Let's say I have a list of student cities and the size of it could be 100 or 1000, and I want to filter out all duplicates cities.
I want a generic solution that I can use to remove all duplicate strings from any slice.
I am new to Go Language, So I tried to do it by looping and checking if the element exists using another loop function.
Students' Cities List (Data):
studentsCities := []string{"Mumbai", "Delhi", "Ahmedabad", "Mumbai", "Bangalore", "Delhi", "Kolkata", "Pune"}
Functions that I created, and it's doing the job:
func contains(s []string, e string) bool {
for _, a := range s {
if a == e {
return true
}
}
return false
}
func removeDuplicates(strList []string) []string {
list := []string{}
for _, item := range strList {
fmt.Println(item)
if contains(list, item) == false {
list = append(list, item)
}
}
return list
}
My solution test
func main() {
studentsCities := []string{"Mumbai", "Delhi", "Ahmedabad", "Mumbai", "Bangalore", "Delhi", "Kolkata", "Pune"}
uniqueStudentsCities := removeDuplicates(studentsCities)
fmt.Println(uniqueStudentsCities) // Expected output [Mumbai Delhi Ahmedabad Bangalore Kolkata Pune]
}
I believe that the above solution that I tried is not an optimum solution. Therefore, I need help from you guys to suggest the fastest way to remove duplicates from the slice?
I checked StackOverflow, this question is not being asked yet, so I didn't get any solution.
I found Burak's and Fazlan's solution helpful. Based on that, I implemented the simple functions that help to remove or filter duplicate data from slices of strings, integers, or any other types with generic approach.
Here are my three functions, first is generic, second one for strings and last one for integers of slices. You have to pass your data and return all the unique values as a result.
Generic solution: => Go v1.18
func removeDuplicate[T string | int](sliceList []T) []T {
allKeys := make(map[T]bool)
list := []T{}
for _, item := range sliceList {
if _, value := allKeys[item]; !value {
allKeys[item] = true
list = append(list, item)
}
}
return list
}
To remove duplicate strings from slice:
func removeDuplicateStr(strSlice []string) []string {
allKeys := make(map[string]bool)
list := []string{}
for _, item := range strSlice {
if _, value := allKeys[item]; !value {
allKeys[item] = true
list = append(list, item)
}
}
return list
}
To remove duplicate integers from slice:
func removeDuplicateInt(intSlice []int) []int {
allKeys := make(map[int]bool)
list := []int{}
for _, item := range intSlice {
if _, value := allKeys[item]; !value {
allKeys[item] = true
list = append(list, item)
}
}
return list
}
You can update the slice type, and it will filter out all duplicates data for all types of slices.

> **Provided records**
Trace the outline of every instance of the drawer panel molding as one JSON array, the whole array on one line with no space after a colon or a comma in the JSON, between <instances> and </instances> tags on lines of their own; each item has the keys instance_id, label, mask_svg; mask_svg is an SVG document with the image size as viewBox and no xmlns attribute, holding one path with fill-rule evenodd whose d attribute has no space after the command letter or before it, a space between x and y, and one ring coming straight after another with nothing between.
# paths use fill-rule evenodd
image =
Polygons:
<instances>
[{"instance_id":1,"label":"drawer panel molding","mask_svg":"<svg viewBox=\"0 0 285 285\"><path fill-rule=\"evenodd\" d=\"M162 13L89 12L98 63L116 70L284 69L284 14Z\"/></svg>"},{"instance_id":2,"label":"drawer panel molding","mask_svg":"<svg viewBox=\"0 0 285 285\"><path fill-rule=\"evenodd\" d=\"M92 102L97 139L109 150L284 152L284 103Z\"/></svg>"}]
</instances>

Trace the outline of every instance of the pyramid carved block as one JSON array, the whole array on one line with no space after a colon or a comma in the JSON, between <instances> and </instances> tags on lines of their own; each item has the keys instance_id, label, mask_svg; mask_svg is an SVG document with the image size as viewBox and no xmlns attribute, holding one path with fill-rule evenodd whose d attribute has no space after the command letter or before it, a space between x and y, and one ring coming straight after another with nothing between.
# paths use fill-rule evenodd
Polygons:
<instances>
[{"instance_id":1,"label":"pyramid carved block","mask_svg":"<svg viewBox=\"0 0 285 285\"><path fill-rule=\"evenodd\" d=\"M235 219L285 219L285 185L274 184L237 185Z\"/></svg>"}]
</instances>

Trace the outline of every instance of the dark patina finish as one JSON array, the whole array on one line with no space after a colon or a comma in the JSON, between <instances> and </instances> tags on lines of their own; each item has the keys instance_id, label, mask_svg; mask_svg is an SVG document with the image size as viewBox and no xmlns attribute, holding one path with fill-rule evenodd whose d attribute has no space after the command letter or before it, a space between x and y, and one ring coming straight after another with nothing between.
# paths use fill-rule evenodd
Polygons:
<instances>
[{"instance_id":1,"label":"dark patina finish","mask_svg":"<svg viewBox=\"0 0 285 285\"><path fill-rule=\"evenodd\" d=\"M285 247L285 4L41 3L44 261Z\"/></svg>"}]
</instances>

> **Required work**
#1 Do these statements agree with the thread on removing duplicates from Go slices? Answer yes or no for each, quoting the deciding words.
(a) The generic function is marked for Go v1.18.
(b) The poster found a solution on StackOverflow.
(c) The poster found Burak's and Fazlan's solution helpful.
#2 Find every line of the records that contains the word "block", and copy each such line in full. Case counts.
The thread on removing duplicates from Go slices and the records come from unrelated sources.

> **Responses per task**
#1
(a) Yes: "Generic solution: => Go v1.18"
(b) No: "I checked StackOverflow, this question is not being asked yet, so I didn't get any solution."
(c) Yes: "I found Burak's and Fazlan's solution helpful."

#2
Trace the outline of every instance of the pyramid carved block as one JSON array, the whole array on one line with no space after a colon or a comma in the JSON, between <instances> and </instances> tags on lines of their own; each item has the keys instance_id, label, mask_svg; mask_svg is an SVG document with the image size as viewBox and no xmlns attribute, holding one path with fill-rule evenodd whose d attribute has no space after the command letter or before it, a space between x and y, and one ring coming straight after another with nothing between.
[{"instance_id":1,"label":"pyramid carved block","mask_svg":"<svg viewBox=\"0 0 285 285\"><path fill-rule=\"evenodd\" d=\"M235 219L285 219L285 185L274 184L237 185Z\"/></svg>"}]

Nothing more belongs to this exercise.